───── TASK INPUTS

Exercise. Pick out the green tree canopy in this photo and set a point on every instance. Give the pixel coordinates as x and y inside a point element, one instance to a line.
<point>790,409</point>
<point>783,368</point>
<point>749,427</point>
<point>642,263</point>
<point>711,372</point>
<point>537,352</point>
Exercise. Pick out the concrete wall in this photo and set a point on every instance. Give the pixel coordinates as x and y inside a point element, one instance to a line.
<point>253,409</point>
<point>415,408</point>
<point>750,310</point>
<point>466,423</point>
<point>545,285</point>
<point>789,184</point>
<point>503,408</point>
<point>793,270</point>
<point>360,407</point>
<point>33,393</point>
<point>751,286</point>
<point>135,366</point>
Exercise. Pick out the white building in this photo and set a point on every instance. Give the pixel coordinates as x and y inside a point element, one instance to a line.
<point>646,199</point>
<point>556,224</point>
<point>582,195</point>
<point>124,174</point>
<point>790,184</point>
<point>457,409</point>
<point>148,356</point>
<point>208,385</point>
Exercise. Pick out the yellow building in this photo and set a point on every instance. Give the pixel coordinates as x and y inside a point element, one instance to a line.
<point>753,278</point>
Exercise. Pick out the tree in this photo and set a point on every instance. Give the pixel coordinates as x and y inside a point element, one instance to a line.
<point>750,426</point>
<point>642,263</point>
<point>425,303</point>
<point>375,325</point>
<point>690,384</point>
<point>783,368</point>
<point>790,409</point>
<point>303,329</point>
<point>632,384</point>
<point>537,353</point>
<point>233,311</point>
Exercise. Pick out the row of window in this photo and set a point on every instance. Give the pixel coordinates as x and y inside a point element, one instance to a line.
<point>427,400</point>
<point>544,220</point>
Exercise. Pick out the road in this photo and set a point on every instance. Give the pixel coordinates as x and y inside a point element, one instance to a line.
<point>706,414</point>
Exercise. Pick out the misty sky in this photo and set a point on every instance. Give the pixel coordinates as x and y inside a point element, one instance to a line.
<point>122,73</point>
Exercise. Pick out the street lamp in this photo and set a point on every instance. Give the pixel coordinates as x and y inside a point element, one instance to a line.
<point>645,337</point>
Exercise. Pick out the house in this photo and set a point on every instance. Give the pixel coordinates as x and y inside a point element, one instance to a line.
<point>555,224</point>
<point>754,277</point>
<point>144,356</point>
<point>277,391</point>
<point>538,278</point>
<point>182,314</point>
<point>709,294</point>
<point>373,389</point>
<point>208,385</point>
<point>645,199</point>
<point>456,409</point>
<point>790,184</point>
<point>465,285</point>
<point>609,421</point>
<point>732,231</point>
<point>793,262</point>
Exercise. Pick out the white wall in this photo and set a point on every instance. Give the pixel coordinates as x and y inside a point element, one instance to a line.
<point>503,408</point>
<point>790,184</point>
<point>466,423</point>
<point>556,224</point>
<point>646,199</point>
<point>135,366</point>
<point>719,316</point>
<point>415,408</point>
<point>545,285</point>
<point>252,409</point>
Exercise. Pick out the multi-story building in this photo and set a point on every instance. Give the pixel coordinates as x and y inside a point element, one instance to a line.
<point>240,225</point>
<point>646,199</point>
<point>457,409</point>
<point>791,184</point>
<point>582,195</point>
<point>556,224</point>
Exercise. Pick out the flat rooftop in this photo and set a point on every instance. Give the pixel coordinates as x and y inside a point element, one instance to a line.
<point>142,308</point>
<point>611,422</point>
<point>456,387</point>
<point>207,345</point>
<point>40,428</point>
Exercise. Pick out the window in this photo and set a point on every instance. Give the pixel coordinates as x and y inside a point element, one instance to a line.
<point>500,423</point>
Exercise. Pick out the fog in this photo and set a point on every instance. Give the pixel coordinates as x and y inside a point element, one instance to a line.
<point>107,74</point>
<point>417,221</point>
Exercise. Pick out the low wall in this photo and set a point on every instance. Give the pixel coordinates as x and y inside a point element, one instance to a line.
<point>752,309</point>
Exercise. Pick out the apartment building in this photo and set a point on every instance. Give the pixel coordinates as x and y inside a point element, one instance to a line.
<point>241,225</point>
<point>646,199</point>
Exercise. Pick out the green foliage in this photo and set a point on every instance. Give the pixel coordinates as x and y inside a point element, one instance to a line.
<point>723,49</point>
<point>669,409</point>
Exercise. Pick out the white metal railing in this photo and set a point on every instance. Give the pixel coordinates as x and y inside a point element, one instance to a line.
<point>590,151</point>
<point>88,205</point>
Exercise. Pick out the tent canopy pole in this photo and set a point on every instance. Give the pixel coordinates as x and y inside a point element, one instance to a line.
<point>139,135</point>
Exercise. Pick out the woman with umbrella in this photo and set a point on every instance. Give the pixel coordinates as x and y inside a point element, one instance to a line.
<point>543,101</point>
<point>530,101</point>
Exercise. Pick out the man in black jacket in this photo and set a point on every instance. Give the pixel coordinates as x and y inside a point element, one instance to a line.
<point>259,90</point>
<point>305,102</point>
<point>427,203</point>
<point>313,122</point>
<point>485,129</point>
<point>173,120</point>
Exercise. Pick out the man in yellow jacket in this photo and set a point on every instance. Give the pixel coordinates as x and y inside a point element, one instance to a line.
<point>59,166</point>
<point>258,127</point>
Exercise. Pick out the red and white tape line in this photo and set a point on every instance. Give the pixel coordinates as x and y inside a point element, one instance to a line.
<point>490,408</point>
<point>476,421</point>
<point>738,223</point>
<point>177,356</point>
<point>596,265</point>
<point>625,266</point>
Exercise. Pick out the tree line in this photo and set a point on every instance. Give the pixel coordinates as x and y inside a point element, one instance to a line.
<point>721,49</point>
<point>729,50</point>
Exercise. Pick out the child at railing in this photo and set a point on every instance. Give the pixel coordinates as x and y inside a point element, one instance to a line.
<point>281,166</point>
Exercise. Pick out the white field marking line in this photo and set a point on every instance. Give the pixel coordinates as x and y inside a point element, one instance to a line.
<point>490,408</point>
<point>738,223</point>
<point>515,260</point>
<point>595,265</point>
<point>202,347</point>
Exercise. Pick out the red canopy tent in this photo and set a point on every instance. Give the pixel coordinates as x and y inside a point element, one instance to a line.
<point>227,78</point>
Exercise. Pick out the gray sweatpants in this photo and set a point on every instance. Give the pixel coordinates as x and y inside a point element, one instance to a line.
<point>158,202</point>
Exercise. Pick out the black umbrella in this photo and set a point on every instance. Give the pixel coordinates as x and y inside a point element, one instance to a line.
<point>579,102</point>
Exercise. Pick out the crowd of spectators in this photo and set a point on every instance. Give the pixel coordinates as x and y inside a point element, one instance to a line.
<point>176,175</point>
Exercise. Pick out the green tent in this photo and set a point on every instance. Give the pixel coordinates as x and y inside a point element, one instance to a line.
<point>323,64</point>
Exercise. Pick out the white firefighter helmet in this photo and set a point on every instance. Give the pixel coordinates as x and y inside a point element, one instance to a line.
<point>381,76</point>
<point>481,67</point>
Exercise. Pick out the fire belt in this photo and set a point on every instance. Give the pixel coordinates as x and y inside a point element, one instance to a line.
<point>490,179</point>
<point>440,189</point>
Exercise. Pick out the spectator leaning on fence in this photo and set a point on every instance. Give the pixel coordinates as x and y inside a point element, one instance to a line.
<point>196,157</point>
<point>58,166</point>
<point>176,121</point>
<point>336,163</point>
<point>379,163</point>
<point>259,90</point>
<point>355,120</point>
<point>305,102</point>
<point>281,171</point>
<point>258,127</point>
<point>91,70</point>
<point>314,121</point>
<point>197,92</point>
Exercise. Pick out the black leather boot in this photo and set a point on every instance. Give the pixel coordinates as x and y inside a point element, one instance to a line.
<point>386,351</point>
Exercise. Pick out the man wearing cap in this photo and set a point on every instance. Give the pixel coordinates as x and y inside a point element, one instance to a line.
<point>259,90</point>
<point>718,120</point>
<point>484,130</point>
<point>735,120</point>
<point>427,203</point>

──────────

Reproduce every one of the records above, substituting "Identify" for each occurrence of "Pick out" and leaving all other text unchanged.

RESPONSE —
Exercise. Identify the green tree canopy in this photo and set a point on every instance. Give the pixel coordinates as x and y inside a point element, one instance to a line.
<point>790,409</point>
<point>783,368</point>
<point>749,427</point>
<point>642,263</point>
<point>711,372</point>
<point>537,352</point>
Exercise. Identify the concrete wall in this photo and set a point on every instance. Give the pixel coordinates as x and y inside a point element, one instance to a line.
<point>253,409</point>
<point>415,408</point>
<point>750,310</point>
<point>466,423</point>
<point>545,285</point>
<point>789,184</point>
<point>503,408</point>
<point>793,270</point>
<point>360,407</point>
<point>33,393</point>
<point>751,286</point>
<point>135,366</point>
Exercise. Identify the white building in this photo and set a point on every instance. Give the pixel coordinates as x and y inside a point element, one instance to a line.
<point>646,199</point>
<point>556,224</point>
<point>582,195</point>
<point>124,174</point>
<point>790,184</point>
<point>457,409</point>
<point>148,356</point>
<point>208,385</point>
Exercise. Identify the yellow building in this photo and set a point on every instance. Give the pixel coordinates as x and y inside a point element, one instance to a line.
<point>753,278</point>
Exercise. Identify the tree in this photo and set a point on every instance. Give the pixel coordinates as x and y inside a point element, one instance to a line.
<point>750,426</point>
<point>642,263</point>
<point>425,303</point>
<point>375,325</point>
<point>690,384</point>
<point>783,368</point>
<point>790,409</point>
<point>303,329</point>
<point>632,384</point>
<point>537,353</point>
<point>233,311</point>
Exercise. Identify the row of window in this photo and set a point on every instance. Give the pixel coordinates as x and y inside a point element, one instance to a line.
<point>427,400</point>
<point>544,220</point>
Exercise. Identify the road in this photo and set a point on every instance. Give the pixel coordinates as x and y inside a point element, one instance to a line.
<point>706,414</point>
Exercise. Identify the misty sky in this photo and set a point on every instance. Give the pixel coordinates as x and y inside a point element, one instance to a line.
<point>122,73</point>
Exercise. Identify the street lamp in this photo and set a point on every instance. Give the pixel coordinates as x and y inside a point element, one instance to a line.
<point>645,337</point>
Exercise. Identify the house in this photo and set a point on every instance. Give the pixel coordinates as x and y inside a point element, one instance to a line.
<point>555,224</point>
<point>754,277</point>
<point>144,356</point>
<point>277,391</point>
<point>538,278</point>
<point>182,314</point>
<point>709,294</point>
<point>373,389</point>
<point>208,385</point>
<point>645,199</point>
<point>456,409</point>
<point>790,184</point>
<point>465,285</point>
<point>609,421</point>
<point>732,231</point>
<point>793,262</point>
Exercise. Identify the white wall in this photo and set a point on every instance. Give the pixel coordinates as x and y inside a point element, one instance to a line.
<point>503,408</point>
<point>790,184</point>
<point>466,423</point>
<point>556,224</point>
<point>646,199</point>
<point>135,366</point>
<point>719,316</point>
<point>415,408</point>
<point>545,285</point>
<point>252,409</point>
Exercise. Identify the multi-story building in this photo and set a point on every instance. Give the pixel coordinates as x and y inside a point element, one instance to a line.
<point>240,225</point>
<point>646,199</point>
<point>457,409</point>
<point>791,184</point>
<point>582,195</point>
<point>556,224</point>
Exercise. Identify the flat rooftop in this photo and set a point on every instance. Give the pixel coordinates as x and y inside a point element, one instance to a line.
<point>142,308</point>
<point>611,422</point>
<point>456,387</point>
<point>207,345</point>
<point>40,428</point>
Exercise. Identify the window in this photo and set a point on every instance. Give the pixel coordinates as x and y inside a point element, one instance to a line.
<point>500,423</point>
Exercise. Identify the fog in this photo and set a point on every instance. Give the pixel coordinates as x and y inside a point element, one instance to a line.
<point>107,74</point>
<point>417,221</point>
Exercise. Identify the low wall in this photo and set a point on every instance. Give the pixel coordinates as x and y inside a point element, one instance to a line.
<point>752,309</point>
Exercise. Identify the apartment building in this photo and set a point on every instance. Give the pixel coordinates as x and y inside a point element, one instance to a line.
<point>241,225</point>
<point>646,199</point>
Exercise. Identify the green foliage in this photo and set a point on every instance. Give the pixel coordinates as x and y inside a point element, one instance to a line.
<point>723,49</point>
<point>669,409</point>
Exercise. Identify the white metal railing in this photo and set a point on every instance. Give the pixel coordinates as x and y inside a point element, one instance to a line.
<point>590,151</point>
<point>88,205</point>
Exercise. Identify the tent canopy pole in this photo and set a point on every instance. Give the pixel coordinates as x and y inside a point element, one instance to a line.
<point>139,135</point>
Exercise. Identify the woman with umbrella in this photo and set a point on every instance. Give the pixel coordinates as x and y inside a point element, one instance to a line.
<point>543,101</point>
<point>530,101</point>
Exercise. Identify the man in black jacket in this photo and set a point on every instance. Give the pixel coordinates as x and y inside a point element, one instance to a line.
<point>259,90</point>
<point>305,102</point>
<point>427,203</point>
<point>313,122</point>
<point>485,129</point>
<point>173,120</point>
Exercise. Identify the man in yellow jacket in this photo and set a point on every instance. Give the pixel coordinates as x and y inside a point element, one instance to a line.
<point>59,166</point>
<point>258,127</point>
Exercise. Identify the red and white tape line in this photo and set a point on every instance. Give the pixel coordinates as x and y inside a point element, one instance to a line.
<point>490,408</point>
<point>476,421</point>
<point>738,223</point>
<point>177,356</point>
<point>596,265</point>
<point>625,266</point>
Exercise. Identify the tree line in this photo and set a point on every instance. Give the pixel coordinates as x and y inside a point element, one instance to a line.
<point>721,49</point>
<point>729,50</point>
Exercise. Identify the child at railing in this photo and set a point on every instance. Give the pixel coordinates as x and y inside a point element, one instance to a line.
<point>281,166</point>
Exercise. Identify the white field marking line in this photo and set a point on every instance. Give the pixel coordinates as x and y inside a point element, one instance to a line.
<point>490,408</point>
<point>738,223</point>
<point>515,260</point>
<point>595,265</point>
<point>202,347</point>
Exercise. Identify the red canopy tent in this photo and set a point on every instance. Give the pixel coordinates as x and y inside a point element, one instance to a line.
<point>227,78</point>
Exercise. Identify the gray sweatpants in this photo and set a point on every instance. Give the pixel coordinates as x and y inside a point element, one instance to a line.
<point>158,202</point>
Exercise. Identify the black umbrella in this photo and set a point on every instance. Give the pixel coordinates as x and y inside a point element, one instance to a line.
<point>579,102</point>
Exercise. Identify the crowd of spectators in this photo and set a point on every instance. Give the pixel coordinates as x and y inside a point element, one instance to a line.
<point>176,175</point>
Exercise. Identify the green tent in this photo and set a point on every instance. Give the pixel coordinates as x and y inside a point element, one instance to a line.
<point>323,64</point>
Exercise. Identify the white firefighter helmet in this photo and set a point on every instance. Give the pixel coordinates as x and y inside a point element, one instance to a line.
<point>381,76</point>
<point>481,67</point>
Exercise. Identify the fire belt in this photo and set a point on every instance. Give the pixel coordinates as x and y inside a point element, one instance to a line.
<point>490,179</point>
<point>440,189</point>
Exercise. Identify the spectator leaning on fence in this photo and set a point on every instance. Give the pixel coordinates as x and y inside a point element, one instance to a line.
<point>196,157</point>
<point>58,166</point>
<point>176,121</point>
<point>336,163</point>
<point>379,163</point>
<point>259,90</point>
<point>355,120</point>
<point>305,102</point>
<point>281,171</point>
<point>258,127</point>
<point>91,70</point>
<point>314,121</point>
<point>197,92</point>
Exercise. Identify the black leather boot in this photo and set a point on every instance. Give the pixel coordinates as x and y inside a point element, one instance to a line.
<point>386,351</point>
Exercise. Identify the man wearing cap in this photo and set a point on every instance. Give the pixel coordinates as x and y inside a point element, one instance to a line.
<point>259,90</point>
<point>718,120</point>
<point>484,130</point>
<point>735,120</point>
<point>427,203</point>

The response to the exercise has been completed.